* Supplied passage
>>>

How well the slingbox works depends on your internet connection. I tested it on the wifi at the Apple Store it worked fine. It worked at a Marriott I stayed at recently in Marina Del Ray. It worked great when I stayed at my parents house in Ohio. It did not work at all on the wifi that I paid for on an airplane, and when I stayed at the Marriot in Long Island it was stuttering like crazy (I was on the 10th floor), I went down to the lobby and it worked fine in the hotel lobby. 

Now it's never been perfect. Even when I say "It worked fine" it still pauses or stutters occasionally, which I find annoying but I'm not going to be selling my slingbox anytime soon since I have yet to find a better alternative

I am sticking up for the reviewer who god forbid "wasn't impressed with the product, how dare them not give this at least a 4, they must be biased and have an agenda"

I don't see this as a groundbreaking product, just TiVo catching up to features other cable companies have already rolled out.

As far as copy protection goes, I know Time Warner and RNC has it. Cox obviously has it because my shows are copy protected. A friend of mine who has Comcast tells me his stations all have copy protection. I know those are only 4 companies but that's still a lot of markets. 

TiVo should put a huge asterik in their marketing because I think a lot of people are going to be disappointed just like I was when I wasted $25 on Tivo2Go only to find out it's worthless


----------



## BigJimOutlaw (Mar 21, 2004)

<<<

* Supplied material
>>>

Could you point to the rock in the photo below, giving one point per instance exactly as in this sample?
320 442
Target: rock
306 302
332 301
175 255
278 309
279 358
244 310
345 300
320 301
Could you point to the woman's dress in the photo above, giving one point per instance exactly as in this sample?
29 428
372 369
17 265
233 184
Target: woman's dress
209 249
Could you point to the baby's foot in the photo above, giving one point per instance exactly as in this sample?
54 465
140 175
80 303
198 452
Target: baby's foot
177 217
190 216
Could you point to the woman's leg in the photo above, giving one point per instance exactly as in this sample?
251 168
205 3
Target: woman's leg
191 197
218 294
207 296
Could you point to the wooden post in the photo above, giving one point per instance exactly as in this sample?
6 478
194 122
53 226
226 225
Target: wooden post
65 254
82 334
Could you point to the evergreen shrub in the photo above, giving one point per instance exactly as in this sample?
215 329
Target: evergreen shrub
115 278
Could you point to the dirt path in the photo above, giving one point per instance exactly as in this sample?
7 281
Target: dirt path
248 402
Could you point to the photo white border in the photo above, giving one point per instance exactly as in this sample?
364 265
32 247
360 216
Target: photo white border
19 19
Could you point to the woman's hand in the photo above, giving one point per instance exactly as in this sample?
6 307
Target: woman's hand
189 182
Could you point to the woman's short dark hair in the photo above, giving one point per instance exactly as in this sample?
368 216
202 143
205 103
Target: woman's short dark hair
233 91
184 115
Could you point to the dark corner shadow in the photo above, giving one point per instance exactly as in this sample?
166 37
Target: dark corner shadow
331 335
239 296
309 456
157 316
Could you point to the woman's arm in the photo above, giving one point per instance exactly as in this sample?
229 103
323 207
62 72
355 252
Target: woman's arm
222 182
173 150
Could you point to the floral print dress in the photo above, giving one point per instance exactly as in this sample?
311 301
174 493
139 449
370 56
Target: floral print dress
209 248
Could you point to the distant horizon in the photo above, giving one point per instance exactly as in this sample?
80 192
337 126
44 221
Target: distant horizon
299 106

<<<

* Written request
Using the forum post above the data, answer:
(a) On which floor was the writer staying when the slingbox stuttered, and where in that hotel did it work fine?
(b) How much money does the writer say was wasted on Tivo2Go?
(c) Which cable company does the writer's friend have?

* Final result
(a) The 10th floor; it worked fine in the hotel lobby.
(b) $25.
(c) Comcast.